• EXERCISE BRIEF: Start at the line below containing "Query: candle holder" and stop at the line containing "The function MUST return, for every instance of the background". Repeat every line of that stretch exactly, and nothing outside it.

• GIVEN RECORDS:
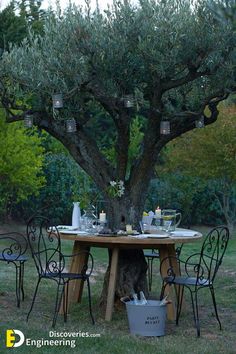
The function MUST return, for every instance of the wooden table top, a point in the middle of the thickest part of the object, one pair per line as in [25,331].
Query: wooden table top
[112,241]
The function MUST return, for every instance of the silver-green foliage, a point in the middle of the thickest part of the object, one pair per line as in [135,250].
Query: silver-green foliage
[128,48]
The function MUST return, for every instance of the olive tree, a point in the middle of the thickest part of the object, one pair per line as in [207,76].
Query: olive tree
[173,57]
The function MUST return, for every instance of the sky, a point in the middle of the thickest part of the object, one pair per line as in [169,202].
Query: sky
[64,3]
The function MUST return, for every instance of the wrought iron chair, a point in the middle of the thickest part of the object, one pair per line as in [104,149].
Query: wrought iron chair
[13,247]
[197,272]
[45,245]
[150,256]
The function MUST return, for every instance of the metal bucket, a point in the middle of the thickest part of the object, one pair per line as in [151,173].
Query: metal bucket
[148,319]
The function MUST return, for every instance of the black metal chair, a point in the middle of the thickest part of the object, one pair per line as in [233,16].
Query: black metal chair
[197,272]
[13,247]
[45,244]
[150,256]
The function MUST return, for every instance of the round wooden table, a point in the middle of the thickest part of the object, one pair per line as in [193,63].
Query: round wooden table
[166,247]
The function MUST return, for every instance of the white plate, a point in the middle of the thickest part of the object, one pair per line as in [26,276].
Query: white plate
[158,235]
[66,227]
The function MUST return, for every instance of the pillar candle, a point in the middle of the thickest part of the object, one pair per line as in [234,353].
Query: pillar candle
[102,217]
[158,212]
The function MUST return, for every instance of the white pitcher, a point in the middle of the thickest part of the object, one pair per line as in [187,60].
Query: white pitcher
[76,215]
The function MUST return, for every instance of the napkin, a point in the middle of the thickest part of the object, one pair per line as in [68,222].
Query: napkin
[184,233]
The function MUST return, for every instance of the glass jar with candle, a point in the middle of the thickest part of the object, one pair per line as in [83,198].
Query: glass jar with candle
[89,220]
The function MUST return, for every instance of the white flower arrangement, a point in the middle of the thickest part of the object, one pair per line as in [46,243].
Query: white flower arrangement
[116,188]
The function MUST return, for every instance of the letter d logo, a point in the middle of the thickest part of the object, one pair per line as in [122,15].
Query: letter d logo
[11,338]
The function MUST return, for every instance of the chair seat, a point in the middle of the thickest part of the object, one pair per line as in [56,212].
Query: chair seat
[12,258]
[191,281]
[151,254]
[68,276]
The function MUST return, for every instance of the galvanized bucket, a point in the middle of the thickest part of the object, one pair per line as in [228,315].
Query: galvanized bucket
[148,319]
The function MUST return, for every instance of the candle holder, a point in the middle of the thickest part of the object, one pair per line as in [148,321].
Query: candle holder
[57,100]
[71,125]
[165,127]
[128,101]
[200,123]
[28,121]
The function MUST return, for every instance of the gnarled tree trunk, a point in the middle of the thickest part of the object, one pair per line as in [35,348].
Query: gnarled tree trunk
[132,266]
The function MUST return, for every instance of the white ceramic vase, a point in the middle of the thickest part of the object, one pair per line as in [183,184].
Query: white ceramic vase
[76,215]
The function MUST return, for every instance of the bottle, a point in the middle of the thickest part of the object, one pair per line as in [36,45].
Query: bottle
[76,215]
[136,300]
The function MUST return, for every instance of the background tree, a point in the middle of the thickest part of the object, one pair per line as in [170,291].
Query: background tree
[174,57]
[15,19]
[21,160]
[214,151]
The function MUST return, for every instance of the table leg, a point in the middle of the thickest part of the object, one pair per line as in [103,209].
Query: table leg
[167,251]
[75,290]
[112,284]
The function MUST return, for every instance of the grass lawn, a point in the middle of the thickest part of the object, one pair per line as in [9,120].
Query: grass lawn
[114,336]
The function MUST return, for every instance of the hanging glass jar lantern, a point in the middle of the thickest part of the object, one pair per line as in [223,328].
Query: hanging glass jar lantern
[71,125]
[199,123]
[28,120]
[128,101]
[57,100]
[165,127]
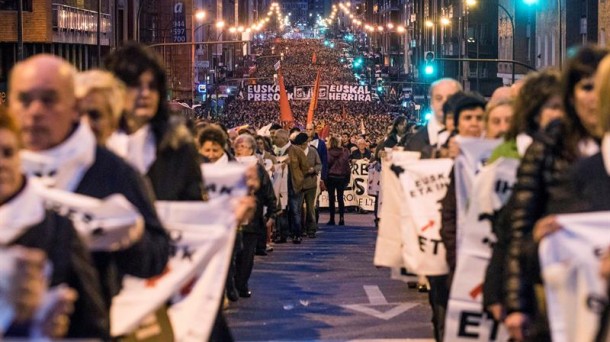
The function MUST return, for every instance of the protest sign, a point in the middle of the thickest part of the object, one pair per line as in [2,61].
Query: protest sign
[570,263]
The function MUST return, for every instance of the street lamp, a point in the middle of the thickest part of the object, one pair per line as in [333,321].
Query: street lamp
[512,28]
[197,16]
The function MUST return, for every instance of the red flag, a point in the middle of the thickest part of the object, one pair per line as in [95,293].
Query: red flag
[313,103]
[285,112]
[325,132]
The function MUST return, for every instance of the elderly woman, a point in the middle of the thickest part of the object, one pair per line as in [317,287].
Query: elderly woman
[31,234]
[244,147]
[101,99]
[538,192]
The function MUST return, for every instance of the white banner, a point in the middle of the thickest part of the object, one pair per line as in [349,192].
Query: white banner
[356,192]
[425,184]
[490,190]
[228,179]
[392,214]
[569,260]
[202,236]
[474,153]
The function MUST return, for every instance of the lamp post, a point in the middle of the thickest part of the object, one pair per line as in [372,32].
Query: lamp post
[512,27]
[197,16]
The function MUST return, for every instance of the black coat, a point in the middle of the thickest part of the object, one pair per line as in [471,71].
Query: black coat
[540,190]
[419,142]
[146,258]
[175,175]
[265,197]
[72,266]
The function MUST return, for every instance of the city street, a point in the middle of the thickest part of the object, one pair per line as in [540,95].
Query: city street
[327,289]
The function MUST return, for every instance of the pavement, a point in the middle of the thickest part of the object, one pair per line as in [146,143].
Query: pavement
[327,289]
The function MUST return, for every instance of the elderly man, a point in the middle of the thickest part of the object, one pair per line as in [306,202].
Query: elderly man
[310,183]
[362,152]
[297,168]
[426,140]
[42,97]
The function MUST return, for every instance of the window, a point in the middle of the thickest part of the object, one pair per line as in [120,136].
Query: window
[11,5]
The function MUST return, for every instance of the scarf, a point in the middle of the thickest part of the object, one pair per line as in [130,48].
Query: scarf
[138,149]
[20,213]
[280,151]
[63,166]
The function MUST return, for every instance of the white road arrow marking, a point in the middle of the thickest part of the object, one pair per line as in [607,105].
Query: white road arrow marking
[376,298]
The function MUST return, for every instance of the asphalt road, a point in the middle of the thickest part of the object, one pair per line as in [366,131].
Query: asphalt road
[327,289]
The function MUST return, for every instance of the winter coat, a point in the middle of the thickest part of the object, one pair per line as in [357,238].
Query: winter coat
[265,197]
[175,175]
[540,190]
[338,163]
[311,178]
[108,175]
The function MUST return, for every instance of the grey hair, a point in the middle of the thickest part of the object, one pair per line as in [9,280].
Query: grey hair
[248,139]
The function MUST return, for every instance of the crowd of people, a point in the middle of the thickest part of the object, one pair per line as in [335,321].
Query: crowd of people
[301,60]
[556,126]
[100,133]
[348,117]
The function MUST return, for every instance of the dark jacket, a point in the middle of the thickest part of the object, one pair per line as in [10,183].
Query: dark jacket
[265,197]
[175,175]
[420,142]
[338,163]
[323,153]
[449,225]
[361,155]
[540,190]
[72,266]
[147,257]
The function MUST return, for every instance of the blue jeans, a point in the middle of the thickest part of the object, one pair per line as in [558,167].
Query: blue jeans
[295,206]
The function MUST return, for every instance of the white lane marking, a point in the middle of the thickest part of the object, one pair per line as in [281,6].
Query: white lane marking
[374,294]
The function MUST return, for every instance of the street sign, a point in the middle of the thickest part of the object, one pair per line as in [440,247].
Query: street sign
[202,64]
[179,24]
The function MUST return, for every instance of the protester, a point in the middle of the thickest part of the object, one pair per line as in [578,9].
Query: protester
[158,147]
[538,103]
[34,237]
[339,174]
[497,118]
[101,98]
[42,98]
[468,112]
[310,184]
[362,152]
[426,140]
[536,196]
[297,167]
[245,146]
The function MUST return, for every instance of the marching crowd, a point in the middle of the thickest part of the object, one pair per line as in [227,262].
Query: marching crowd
[99,133]
[556,126]
[301,60]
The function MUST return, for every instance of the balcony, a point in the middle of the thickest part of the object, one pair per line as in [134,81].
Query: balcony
[79,26]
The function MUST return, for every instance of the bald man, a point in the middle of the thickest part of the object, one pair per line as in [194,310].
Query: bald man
[426,140]
[63,151]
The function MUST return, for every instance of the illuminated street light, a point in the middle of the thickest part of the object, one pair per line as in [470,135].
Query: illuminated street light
[200,15]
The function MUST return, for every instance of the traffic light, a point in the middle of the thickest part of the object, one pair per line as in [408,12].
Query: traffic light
[430,64]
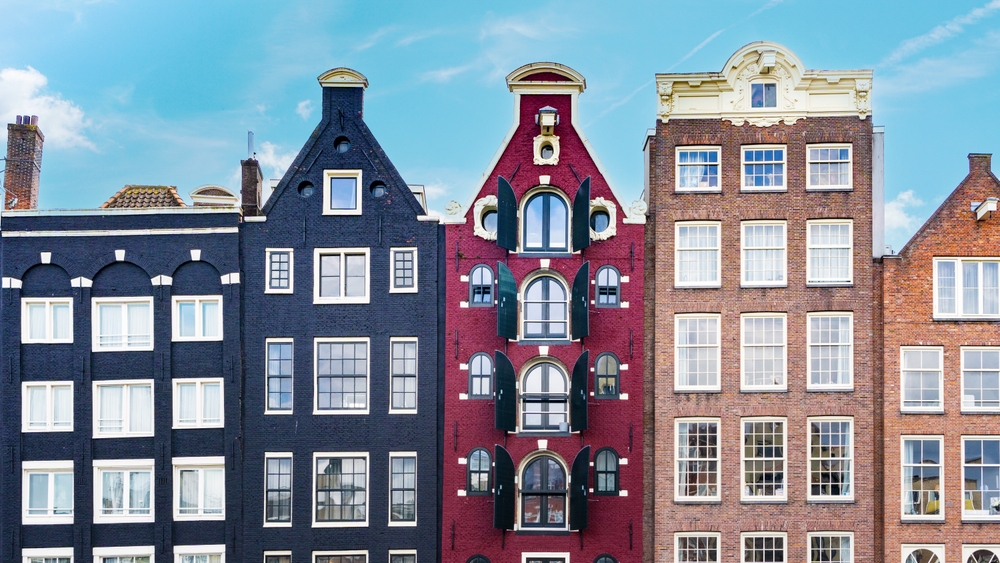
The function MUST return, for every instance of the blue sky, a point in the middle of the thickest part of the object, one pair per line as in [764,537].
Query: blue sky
[160,92]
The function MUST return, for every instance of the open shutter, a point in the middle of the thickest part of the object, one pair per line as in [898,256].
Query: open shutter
[505,394]
[580,305]
[578,490]
[506,215]
[507,303]
[581,216]
[578,393]
[504,495]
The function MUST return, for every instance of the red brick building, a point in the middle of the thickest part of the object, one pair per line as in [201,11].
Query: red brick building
[543,362]
[942,395]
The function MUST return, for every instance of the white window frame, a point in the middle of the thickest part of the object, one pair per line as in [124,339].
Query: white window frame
[850,161]
[368,490]
[810,281]
[200,394]
[744,387]
[267,270]
[200,464]
[49,407]
[697,148]
[96,303]
[123,465]
[329,175]
[849,385]
[783,162]
[744,249]
[198,317]
[49,468]
[342,252]
[677,251]
[126,408]
[392,270]
[49,324]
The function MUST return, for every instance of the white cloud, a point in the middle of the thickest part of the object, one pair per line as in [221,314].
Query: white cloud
[63,122]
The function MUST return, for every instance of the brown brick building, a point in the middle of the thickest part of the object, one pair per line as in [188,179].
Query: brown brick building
[761,354]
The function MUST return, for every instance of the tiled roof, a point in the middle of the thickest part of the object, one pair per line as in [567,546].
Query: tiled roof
[134,197]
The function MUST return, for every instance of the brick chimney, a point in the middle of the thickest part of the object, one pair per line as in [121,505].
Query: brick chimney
[24,163]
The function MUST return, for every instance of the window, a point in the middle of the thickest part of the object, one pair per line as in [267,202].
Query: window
[199,488]
[696,353]
[698,169]
[280,375]
[606,472]
[47,406]
[831,459]
[697,460]
[280,271]
[546,224]
[341,376]
[123,324]
[342,194]
[607,371]
[921,379]
[47,492]
[403,272]
[481,376]
[697,258]
[277,489]
[543,494]
[763,455]
[831,351]
[123,490]
[404,375]
[829,167]
[341,275]
[46,321]
[481,286]
[981,379]
[545,307]
[402,489]
[341,485]
[764,351]
[479,472]
[981,478]
[966,288]
[829,253]
[545,399]
[123,408]
[198,403]
[764,247]
[197,318]
[764,168]
[922,478]
[608,287]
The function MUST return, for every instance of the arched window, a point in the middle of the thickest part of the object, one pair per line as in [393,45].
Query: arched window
[606,372]
[544,398]
[479,472]
[481,286]
[546,224]
[546,309]
[543,494]
[608,287]
[606,472]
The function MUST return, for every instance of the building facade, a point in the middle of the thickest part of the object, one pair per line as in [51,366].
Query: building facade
[543,333]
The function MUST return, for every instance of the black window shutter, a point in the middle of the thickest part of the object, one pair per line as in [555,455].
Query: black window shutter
[505,394]
[506,215]
[507,303]
[581,216]
[578,490]
[580,304]
[504,493]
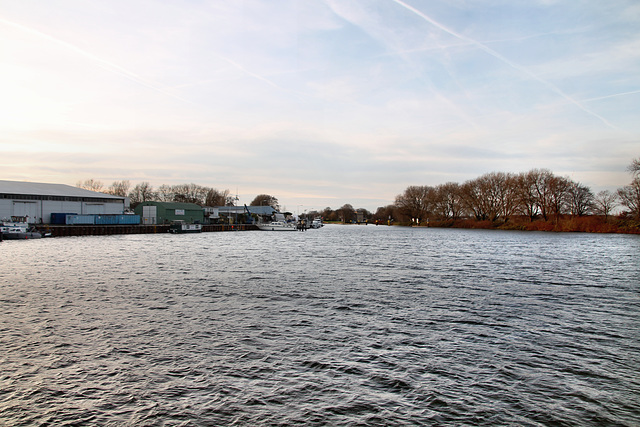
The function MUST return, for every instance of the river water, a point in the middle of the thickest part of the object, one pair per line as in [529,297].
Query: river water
[346,325]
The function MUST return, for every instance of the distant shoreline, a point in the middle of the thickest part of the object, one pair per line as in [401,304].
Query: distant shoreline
[567,224]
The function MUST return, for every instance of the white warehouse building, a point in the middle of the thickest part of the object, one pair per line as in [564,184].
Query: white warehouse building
[37,201]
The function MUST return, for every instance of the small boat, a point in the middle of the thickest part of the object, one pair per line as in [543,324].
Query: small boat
[180,227]
[278,226]
[18,229]
[317,223]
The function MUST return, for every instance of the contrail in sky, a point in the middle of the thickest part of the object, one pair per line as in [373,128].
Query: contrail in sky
[106,65]
[612,96]
[503,59]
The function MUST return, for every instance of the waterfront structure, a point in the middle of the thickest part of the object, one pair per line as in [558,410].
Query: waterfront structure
[165,212]
[232,214]
[36,201]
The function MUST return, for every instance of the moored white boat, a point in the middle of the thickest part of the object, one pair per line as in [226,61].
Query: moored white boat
[180,227]
[277,226]
[17,230]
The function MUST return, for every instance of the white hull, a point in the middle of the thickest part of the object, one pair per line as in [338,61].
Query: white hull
[277,226]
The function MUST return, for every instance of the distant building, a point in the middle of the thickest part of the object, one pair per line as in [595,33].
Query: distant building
[234,214]
[166,212]
[37,201]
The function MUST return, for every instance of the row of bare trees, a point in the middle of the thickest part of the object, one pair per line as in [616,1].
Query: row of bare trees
[145,192]
[498,196]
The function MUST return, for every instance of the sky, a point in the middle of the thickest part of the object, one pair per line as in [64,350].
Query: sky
[318,103]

• RESULT BELOW:
Query: candle holder
[57,100]
[71,125]
[165,127]
[128,101]
[200,123]
[28,121]
The function MUST return, for every instance of the gnarled tree trunk, a point in the middle of the thickest part of the object, one pair per line as in [35,348].
Query: gnarled tree trunk
[132,266]
The function MUST return, for every instance of the white ceramic vase, a point in the middle of the thickest part of the object, one pair per line as in [183,184].
Query: white ceramic vase
[76,215]
The function MUST return, for every instance of the bottle, a point in the middle of the thickest part of the object, one pair per line as in [36,45].
Query: bottle
[76,215]
[136,300]
The function MUST return, for every instance of the background tree, a point in the middle of the thickest part of the object, one pair per line as in [170,291].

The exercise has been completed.